-- TEXT EXCERPT start --

# Batteries



## Hein510 (24/2/14)

Ok I've been looking at getting me a mech mod, realy loving the Chi You, and as I've scanned through topic on topic everyone is talking about the amps a battery can handle.

So I've scanned Fasttech for batteries and nowhere on any of the battery items does it give a amp rating! 

How do you work out what the amp rating of a battery is?


----------



## thekeeperza (24/2/14)

@Hein510 try these
http://www.ecigssa.co.za/index.php?threads/important-mechanical-mod-safety.792/#post-12593
http://www.ecigssa.co.za/index.php?threads/sub-ohm-battery-chart.722/
http://www.ecigssa.co.za/index.php?threads/important-mechanical-mod-safety.792/


----------



## Riaz (24/2/14)

@Hein510 if i can give some advice, rather get the batteries locally if you can.

Slowtech charges a hefty shipping fee on all batteries now.

unless we do a group buy from them and split the shipping fee?


----------



## thekeeperza (24/2/14)

@Riaz 
Doesn't look like they want to ship batteries here...I get no available shipping options


----------



## Riaz (24/2/14)

-- TEXT EXCERPT end --

• YOUR OBJECTIVE: Write the next part of the forum thread about mod batteries, starting with the post under the last header. The rows come from a separate source and have no connection to the battery thread.

-- SUPPLIED INFORMATION start --

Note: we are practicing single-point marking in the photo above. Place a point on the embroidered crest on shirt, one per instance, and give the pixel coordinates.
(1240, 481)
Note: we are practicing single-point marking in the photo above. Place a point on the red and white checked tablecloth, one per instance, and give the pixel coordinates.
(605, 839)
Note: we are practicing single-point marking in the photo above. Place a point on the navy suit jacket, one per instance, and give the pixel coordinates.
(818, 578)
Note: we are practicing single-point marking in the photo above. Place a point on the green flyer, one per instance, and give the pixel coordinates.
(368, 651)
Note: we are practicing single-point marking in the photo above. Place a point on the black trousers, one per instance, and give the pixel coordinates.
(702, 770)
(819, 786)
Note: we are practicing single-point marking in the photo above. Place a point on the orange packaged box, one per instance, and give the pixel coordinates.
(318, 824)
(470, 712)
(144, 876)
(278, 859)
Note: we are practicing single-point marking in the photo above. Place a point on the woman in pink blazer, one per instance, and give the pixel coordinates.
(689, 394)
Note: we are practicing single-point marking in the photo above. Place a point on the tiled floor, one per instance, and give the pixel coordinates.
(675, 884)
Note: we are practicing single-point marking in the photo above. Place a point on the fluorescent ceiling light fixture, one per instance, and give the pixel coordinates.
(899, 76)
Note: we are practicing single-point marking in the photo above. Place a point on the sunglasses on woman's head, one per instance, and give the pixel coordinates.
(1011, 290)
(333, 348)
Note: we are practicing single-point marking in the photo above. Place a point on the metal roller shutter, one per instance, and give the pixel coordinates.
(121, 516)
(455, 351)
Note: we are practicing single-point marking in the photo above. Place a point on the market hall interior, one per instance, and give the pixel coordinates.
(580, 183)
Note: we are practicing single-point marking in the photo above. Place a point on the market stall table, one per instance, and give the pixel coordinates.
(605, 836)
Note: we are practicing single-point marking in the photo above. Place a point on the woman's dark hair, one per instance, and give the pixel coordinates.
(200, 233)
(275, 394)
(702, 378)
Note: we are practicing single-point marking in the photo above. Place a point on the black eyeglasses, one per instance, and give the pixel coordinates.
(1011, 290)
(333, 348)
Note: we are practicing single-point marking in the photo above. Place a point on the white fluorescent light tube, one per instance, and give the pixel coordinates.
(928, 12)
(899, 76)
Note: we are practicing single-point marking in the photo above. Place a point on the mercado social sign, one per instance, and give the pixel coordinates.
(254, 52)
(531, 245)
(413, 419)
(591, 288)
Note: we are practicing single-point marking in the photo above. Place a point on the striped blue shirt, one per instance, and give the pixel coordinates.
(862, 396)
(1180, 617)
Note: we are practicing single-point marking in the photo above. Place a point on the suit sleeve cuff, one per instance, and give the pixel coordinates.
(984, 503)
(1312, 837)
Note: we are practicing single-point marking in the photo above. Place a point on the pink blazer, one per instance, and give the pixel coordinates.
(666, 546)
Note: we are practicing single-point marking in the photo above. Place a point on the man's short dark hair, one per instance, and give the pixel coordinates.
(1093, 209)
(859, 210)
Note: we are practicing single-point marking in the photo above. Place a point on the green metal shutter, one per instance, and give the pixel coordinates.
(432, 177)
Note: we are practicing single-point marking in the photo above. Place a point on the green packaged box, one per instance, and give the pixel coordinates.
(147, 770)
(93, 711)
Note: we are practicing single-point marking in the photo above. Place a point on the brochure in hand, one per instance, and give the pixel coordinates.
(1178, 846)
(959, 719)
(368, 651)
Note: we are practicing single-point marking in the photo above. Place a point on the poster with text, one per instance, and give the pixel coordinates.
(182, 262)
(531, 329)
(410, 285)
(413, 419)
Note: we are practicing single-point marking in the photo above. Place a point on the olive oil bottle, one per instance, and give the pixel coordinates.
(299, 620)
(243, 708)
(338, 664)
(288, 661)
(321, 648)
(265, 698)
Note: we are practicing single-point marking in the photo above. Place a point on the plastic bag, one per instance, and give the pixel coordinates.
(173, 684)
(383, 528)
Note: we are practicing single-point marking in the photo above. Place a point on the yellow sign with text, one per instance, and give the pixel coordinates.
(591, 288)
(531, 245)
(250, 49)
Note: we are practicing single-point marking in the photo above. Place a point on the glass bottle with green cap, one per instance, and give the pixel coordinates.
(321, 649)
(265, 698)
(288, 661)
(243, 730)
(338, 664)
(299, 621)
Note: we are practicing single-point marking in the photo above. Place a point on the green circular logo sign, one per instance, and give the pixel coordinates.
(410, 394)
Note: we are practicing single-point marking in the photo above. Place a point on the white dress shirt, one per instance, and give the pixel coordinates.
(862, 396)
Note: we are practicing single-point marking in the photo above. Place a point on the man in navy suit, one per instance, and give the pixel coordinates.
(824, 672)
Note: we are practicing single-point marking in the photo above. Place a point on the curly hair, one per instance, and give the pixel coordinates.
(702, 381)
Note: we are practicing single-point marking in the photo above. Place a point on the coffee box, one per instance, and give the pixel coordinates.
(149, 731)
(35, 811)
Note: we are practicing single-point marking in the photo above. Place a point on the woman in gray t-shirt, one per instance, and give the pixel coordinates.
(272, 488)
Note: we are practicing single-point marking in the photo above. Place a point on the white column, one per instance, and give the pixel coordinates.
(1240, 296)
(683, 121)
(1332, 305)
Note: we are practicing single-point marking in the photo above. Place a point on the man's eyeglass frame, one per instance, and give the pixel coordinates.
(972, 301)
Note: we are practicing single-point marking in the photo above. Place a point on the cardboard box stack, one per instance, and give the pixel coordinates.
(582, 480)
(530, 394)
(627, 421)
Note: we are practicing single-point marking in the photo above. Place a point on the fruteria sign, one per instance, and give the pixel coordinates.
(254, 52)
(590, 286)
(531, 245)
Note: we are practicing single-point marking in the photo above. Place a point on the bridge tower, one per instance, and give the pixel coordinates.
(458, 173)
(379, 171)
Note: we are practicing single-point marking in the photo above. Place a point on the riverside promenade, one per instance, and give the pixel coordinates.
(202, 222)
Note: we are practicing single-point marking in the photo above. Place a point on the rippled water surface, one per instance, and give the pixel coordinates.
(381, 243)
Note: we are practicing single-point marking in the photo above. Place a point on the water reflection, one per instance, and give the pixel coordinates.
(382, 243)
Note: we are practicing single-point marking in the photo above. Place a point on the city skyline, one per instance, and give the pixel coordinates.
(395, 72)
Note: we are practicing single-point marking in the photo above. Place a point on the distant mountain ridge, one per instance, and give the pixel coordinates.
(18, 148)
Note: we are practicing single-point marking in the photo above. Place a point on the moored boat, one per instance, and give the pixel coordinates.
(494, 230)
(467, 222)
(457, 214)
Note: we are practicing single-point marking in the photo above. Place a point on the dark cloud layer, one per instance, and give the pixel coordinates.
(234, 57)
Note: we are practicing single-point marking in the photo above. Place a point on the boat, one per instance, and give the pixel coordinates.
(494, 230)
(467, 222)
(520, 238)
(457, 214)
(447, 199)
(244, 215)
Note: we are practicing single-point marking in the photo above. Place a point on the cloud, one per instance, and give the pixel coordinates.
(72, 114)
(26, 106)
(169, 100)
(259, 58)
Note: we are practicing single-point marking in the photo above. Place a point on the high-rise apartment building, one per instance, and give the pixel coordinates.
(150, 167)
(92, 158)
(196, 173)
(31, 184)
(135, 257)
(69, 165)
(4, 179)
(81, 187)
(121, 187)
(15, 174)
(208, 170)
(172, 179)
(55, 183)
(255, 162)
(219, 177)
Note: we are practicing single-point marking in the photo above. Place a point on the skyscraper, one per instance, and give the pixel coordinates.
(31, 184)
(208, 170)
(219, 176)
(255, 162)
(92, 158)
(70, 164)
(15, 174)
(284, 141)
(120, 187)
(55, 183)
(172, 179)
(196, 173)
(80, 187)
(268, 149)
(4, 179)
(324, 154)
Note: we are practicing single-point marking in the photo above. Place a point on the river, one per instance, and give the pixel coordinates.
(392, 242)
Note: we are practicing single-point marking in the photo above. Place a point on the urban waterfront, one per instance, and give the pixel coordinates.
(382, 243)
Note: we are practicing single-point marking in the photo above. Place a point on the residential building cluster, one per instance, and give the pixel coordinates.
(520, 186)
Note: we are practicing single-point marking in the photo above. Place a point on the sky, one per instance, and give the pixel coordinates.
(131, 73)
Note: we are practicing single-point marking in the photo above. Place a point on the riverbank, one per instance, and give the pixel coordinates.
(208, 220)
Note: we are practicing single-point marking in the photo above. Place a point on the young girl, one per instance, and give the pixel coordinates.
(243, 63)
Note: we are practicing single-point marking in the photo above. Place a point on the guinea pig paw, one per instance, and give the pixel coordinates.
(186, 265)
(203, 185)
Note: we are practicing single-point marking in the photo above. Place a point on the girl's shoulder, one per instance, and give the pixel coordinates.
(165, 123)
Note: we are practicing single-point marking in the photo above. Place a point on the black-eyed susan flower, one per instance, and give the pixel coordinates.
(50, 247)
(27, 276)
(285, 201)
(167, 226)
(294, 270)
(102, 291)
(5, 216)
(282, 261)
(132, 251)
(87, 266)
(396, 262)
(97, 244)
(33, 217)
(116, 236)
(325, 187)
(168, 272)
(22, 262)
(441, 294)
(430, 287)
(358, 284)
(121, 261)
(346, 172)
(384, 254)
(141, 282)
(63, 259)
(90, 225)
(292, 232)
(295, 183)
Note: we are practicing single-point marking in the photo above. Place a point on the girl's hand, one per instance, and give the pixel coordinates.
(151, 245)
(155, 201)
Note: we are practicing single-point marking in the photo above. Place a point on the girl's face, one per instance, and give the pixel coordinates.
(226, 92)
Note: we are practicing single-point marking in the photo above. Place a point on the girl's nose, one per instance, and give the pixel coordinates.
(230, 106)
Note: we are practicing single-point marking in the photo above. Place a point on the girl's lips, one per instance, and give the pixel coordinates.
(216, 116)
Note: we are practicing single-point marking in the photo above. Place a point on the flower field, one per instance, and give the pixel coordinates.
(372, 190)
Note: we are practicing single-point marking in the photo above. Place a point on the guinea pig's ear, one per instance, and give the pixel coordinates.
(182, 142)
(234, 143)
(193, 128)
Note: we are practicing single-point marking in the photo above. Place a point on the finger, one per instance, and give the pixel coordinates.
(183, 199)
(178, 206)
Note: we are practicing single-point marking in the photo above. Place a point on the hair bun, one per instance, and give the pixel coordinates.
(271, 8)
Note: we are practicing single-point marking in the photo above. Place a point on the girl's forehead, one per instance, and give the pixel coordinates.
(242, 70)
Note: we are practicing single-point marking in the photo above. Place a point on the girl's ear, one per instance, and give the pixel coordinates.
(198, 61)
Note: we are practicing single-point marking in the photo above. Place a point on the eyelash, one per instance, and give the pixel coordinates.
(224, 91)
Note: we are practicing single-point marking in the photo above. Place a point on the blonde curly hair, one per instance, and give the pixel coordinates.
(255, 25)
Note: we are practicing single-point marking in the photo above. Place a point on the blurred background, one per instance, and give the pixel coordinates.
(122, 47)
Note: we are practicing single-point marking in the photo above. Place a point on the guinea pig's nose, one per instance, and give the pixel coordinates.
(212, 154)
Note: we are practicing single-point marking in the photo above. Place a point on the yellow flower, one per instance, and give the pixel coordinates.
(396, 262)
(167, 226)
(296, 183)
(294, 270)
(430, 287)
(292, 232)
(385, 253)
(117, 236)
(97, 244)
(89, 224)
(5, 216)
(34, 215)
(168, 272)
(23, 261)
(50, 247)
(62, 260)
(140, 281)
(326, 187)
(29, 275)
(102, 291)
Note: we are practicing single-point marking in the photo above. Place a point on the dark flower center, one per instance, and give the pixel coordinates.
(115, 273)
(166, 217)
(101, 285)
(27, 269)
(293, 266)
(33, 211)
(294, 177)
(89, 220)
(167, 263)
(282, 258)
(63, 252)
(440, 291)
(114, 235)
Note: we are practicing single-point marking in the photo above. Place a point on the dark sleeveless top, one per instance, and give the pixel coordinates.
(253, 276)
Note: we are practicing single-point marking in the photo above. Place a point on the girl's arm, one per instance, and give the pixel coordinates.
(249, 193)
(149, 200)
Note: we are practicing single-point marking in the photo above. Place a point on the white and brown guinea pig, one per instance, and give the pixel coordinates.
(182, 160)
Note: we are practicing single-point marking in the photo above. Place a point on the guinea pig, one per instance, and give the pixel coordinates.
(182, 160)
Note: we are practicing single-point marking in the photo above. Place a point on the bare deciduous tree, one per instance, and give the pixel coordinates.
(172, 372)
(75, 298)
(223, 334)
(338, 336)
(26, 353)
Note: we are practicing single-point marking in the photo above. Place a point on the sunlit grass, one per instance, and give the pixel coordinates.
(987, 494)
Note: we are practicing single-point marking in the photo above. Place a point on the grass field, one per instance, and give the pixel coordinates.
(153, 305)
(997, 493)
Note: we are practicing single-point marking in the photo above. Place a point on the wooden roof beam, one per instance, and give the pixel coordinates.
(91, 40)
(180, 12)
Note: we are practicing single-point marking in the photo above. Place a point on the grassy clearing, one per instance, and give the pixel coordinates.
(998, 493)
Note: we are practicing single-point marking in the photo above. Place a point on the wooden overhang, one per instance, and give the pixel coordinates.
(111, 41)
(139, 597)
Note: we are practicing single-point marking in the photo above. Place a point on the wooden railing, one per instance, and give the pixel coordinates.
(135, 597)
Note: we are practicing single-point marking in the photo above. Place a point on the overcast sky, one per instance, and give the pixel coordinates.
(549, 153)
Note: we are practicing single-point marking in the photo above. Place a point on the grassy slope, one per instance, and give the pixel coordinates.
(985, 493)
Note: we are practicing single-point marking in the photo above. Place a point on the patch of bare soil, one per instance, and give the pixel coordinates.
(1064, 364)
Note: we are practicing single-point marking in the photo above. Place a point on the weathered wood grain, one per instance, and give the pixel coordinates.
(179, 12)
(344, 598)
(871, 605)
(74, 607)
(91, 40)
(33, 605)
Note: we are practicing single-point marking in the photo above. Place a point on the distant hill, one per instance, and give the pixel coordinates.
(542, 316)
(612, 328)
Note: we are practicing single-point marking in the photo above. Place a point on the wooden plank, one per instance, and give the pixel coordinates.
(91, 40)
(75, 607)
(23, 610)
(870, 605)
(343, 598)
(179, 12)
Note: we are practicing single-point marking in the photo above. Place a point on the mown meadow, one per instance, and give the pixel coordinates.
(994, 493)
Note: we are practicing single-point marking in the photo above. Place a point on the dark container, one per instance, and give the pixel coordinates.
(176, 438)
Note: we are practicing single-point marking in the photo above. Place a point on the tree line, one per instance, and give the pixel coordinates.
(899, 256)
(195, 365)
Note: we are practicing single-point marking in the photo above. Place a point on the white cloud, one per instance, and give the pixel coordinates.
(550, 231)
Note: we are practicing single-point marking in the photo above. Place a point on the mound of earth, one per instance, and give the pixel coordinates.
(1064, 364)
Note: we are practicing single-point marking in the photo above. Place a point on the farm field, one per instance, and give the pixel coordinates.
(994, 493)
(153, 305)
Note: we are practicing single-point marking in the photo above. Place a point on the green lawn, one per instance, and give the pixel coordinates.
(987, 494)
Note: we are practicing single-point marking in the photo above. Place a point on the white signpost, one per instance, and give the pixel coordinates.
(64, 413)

-- SUPPLIED INFORMATION end --

• WRITTEN REPLY:
thekeeperza said:


> @Riaz
> Doesn't look like they want to ship batteries here...I get no available shipping options
> View attachment 1540



thats weird

when i checked some time ago, they listed the batteries as 'expedited shipping available' which was through a different courier altogether.


----------



## Tornalca (24/2/14)

Riaz said:


> thats weird
> 
> when i checked some time ago, they listed the batteries as 'expedited shipping available' which was through a different courier altogether.



Yes it changed again. It was $60 shipping at a stage but no more shipping batteries from slowtech to SA.


----------



## Hein510 (24/2/14)

I dont think I wanna buy from them, was just checking what batteries they had as I'm a AA and AAA battery guy and these 18650 batteries is new to me.


----------



## Derick (24/2/14)

Hein510 said:


> Ok I've been looking at getting me a mech mod, realy loving the Chi You, and as I've scanned through topic on topic everyone is talking about the amps a battery can handle.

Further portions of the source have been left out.